(Region segmentation data)

● ● ● ● ●

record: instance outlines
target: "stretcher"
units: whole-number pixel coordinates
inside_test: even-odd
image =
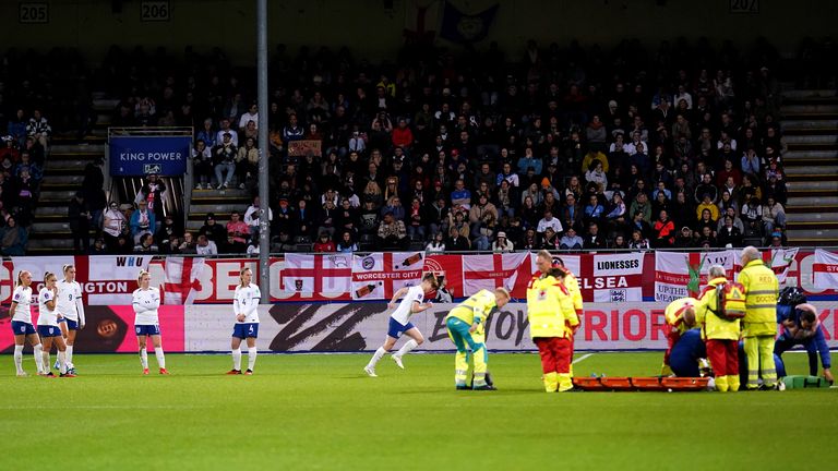
[[[586,391],[701,391],[709,377],[575,377],[573,385]]]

● ● ● ● ●

[GIVEN REQUEST] Please copy each of the rows above character for character, omitting the pictures.

[REPLY]
record: instance outlines
target: "stretcher"
units: whole-number pixel coordinates
inside_test: even-odd
image =
[[[586,391],[701,391],[709,377],[575,377],[573,385]]]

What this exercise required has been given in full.